## ARBEITSANWEISUNGEN
**1)** Stimmen die Aussagen (a), (b) und (c) mit dem Auszug über die Wahl in Israel überein? Antworte jeweils mit Ja oder Nein und zitiere die entscheidenden Worte des Auszugs wörtlich.
(a) Zwei israelische Fernsehsender sagten Kadima 30 Mandate voraus.
(b) Livni strebt eine Koalition ohne den Likud an.
(c) Das Parlament hat insgesamt 150 Abgeordnete.
**2)** Gib bitte den Abschnitt aus dem Auszug über die Wahl in Israel wörtlich wieder, von „Netanjahu könnte mit“ bis „im Parlament kommen.“.

## TEXTAUSZUG
Zipi Livni: Überraschende Siegerin bei der Wahl in Israel?

Foto: AP

Die israelischen Fernsehsender Channel 1 und Channel 10 sagten 30 Mandate für Kadima voraus. Der Likud kam demnach auf 28 Sitze. Livni erklärte sich zur Wahlsiegerin. Das Volk habe ihre Partei gewählt und man werde die nächste Regierung anführen. Livni strebt laut Vertrauten eine große Koalition mit dem oppositionellen Likud-Block an, wie der israelische Online-Dienst "ynet" berichtete. "Zipi Livni ist die nächste Regierungschefin, weil Kadima gewonnen hat", sagte Dalia Jitzik, die Nummer drei der Mitte-rechts-Partei.

Auch Likud hat trotz seines knappen Rückstands bei der Parlamentswahl das Amt des Regierungschefs für sich beansprucht. Netanjahu werde der nächste Ministerpräsident, erklärte die Partei am Dienstagabend. Das "nationale Lager" habe gewonnen.

Netanjahu könnte mit Unterstützung von Parteien aus dem extrem rechten Spektrum und religiösen Gruppierungen auf eine Mehrheit von 63 der insgesamt 120 Abgeordneten im Parlament kommen.

## AUFGELISTETES MATERIAL
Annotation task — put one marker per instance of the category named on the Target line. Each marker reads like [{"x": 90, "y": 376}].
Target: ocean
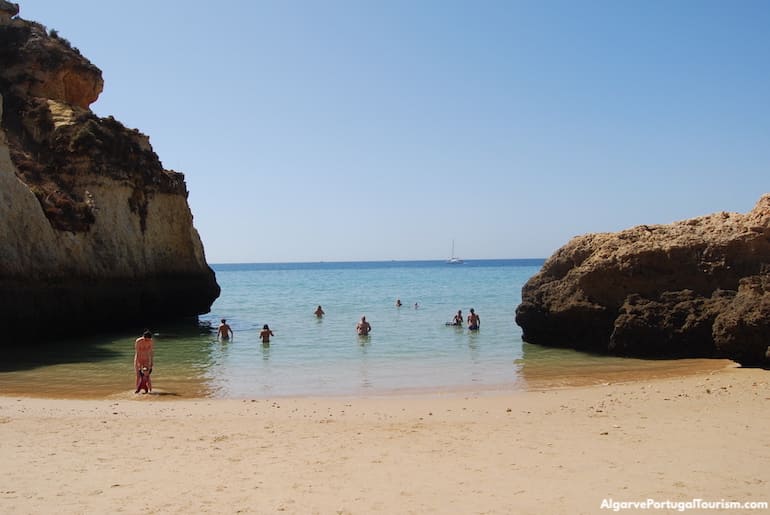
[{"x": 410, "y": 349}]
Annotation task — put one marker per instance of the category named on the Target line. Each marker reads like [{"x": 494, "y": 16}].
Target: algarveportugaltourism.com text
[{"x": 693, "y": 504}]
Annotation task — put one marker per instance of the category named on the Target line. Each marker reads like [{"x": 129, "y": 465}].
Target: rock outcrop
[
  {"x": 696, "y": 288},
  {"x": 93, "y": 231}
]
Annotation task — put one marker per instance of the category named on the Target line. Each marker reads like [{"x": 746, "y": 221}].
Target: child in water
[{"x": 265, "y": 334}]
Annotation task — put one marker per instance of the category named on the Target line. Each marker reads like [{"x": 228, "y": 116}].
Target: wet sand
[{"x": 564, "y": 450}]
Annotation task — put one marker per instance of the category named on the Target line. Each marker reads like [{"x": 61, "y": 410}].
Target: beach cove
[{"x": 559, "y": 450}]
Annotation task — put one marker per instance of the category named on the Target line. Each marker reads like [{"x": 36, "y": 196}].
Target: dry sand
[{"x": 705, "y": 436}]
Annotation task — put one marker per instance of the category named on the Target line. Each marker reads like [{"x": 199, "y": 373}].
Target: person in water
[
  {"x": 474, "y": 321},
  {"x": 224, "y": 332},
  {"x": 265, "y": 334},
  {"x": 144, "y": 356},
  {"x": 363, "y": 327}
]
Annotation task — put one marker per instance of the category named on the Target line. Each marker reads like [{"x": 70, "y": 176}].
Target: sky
==
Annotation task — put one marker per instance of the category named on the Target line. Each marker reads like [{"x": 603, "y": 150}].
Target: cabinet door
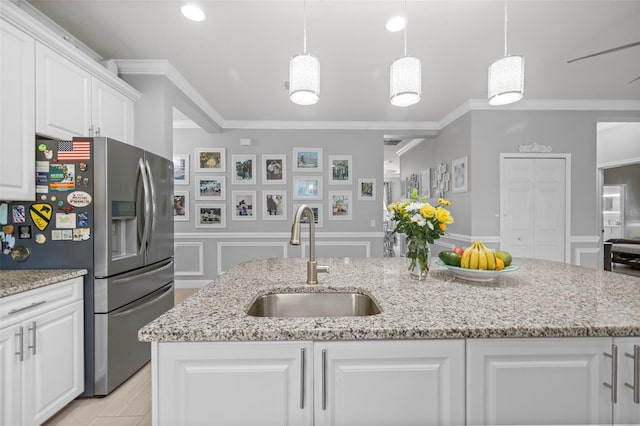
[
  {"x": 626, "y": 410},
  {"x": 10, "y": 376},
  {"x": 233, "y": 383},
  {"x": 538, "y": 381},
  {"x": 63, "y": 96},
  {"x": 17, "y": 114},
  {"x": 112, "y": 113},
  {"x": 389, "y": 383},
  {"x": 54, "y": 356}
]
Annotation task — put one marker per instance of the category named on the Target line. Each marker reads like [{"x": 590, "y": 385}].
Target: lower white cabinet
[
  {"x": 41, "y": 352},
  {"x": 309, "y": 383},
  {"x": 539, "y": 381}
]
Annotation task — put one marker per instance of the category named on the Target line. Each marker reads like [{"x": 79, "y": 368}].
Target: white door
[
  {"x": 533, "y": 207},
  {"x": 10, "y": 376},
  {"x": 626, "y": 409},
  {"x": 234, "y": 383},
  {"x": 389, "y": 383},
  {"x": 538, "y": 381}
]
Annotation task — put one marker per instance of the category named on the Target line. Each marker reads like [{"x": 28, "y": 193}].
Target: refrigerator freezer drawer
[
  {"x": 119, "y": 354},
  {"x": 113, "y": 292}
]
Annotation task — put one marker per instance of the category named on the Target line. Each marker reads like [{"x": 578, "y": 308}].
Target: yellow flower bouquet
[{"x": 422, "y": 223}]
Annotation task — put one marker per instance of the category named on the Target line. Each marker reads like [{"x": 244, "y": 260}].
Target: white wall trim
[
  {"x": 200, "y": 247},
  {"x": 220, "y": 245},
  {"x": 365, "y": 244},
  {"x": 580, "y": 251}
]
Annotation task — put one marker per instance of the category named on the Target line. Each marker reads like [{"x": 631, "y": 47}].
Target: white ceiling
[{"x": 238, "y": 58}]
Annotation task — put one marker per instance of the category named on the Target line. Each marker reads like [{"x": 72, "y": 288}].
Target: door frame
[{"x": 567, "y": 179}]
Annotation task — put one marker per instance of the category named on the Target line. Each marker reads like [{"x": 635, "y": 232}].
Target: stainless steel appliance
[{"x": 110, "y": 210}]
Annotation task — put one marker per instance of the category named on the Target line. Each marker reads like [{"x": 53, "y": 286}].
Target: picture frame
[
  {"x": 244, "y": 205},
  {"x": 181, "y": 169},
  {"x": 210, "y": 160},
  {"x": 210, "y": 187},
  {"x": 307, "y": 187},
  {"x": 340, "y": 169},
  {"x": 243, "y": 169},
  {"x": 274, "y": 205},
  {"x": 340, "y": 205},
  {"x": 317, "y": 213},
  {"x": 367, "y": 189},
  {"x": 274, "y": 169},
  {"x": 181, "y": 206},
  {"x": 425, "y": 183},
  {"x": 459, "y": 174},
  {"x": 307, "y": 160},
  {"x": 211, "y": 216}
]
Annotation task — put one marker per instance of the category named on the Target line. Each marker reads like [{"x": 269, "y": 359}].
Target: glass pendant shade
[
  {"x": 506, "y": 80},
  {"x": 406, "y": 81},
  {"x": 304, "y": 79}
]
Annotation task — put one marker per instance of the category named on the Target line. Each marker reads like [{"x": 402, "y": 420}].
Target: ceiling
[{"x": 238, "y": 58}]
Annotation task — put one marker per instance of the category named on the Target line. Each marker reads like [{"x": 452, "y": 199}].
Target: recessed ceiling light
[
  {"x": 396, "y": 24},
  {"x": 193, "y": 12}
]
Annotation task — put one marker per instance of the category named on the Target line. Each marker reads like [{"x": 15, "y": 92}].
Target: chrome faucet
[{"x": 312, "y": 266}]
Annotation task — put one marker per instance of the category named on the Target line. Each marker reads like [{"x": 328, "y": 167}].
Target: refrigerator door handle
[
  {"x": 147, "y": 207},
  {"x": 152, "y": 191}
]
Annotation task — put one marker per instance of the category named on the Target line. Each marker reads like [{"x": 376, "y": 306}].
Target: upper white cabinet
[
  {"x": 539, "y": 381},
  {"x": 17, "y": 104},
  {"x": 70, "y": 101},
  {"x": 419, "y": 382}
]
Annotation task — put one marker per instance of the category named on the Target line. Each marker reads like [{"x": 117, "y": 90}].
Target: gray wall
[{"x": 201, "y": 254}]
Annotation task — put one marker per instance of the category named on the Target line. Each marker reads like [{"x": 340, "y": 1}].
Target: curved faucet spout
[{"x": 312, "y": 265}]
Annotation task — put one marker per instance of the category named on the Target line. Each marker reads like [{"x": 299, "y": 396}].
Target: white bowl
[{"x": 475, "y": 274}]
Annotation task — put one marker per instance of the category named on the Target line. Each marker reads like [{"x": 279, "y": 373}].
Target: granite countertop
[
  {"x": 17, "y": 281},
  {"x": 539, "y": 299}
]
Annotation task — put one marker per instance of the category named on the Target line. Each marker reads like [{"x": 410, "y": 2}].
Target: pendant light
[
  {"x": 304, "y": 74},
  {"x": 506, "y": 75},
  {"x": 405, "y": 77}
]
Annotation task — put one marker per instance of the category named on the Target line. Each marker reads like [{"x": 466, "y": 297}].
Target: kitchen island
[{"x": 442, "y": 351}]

## LÖSUNGEN
**1)**
(a) Ja: „Die israelischen Fernsehsender Channel 1 und Channel 10 sagten 30 Mandate für Kadima voraus.“
(b) Nein: „Livni strebt laut Vertrauten eine große Koalition mit dem oppositionellen Likud-Block an“
(c) Nein: „63 der insgesamt 120 Abgeordneten im Parlament“

**2)**
Netanjahu könnte mit Unterstützung von Parteien aus dem extrem rechten Spektrum und religiösen Gruppierungen auf eine Mehrheit von 63 der insgesamt 120 Abgeordneten im Parlament kommen.